▸ Task instructions
One number, and no other words, should make up the answer: how many lines of the listing contain the string "this".
═══ Listed records
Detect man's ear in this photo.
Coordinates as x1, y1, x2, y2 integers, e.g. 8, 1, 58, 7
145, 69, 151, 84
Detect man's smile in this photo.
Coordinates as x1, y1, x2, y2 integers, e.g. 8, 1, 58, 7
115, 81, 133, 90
══════
═══ Listed records
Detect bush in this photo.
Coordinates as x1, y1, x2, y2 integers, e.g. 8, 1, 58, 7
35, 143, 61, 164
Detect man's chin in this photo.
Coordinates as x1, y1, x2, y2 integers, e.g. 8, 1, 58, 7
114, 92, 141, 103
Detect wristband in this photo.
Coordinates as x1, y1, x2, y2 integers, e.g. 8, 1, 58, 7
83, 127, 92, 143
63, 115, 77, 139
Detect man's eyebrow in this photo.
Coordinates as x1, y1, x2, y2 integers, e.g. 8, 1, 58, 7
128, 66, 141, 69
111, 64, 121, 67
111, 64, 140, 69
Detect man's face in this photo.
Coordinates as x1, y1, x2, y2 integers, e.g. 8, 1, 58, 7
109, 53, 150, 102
══════
▸ Answer space
7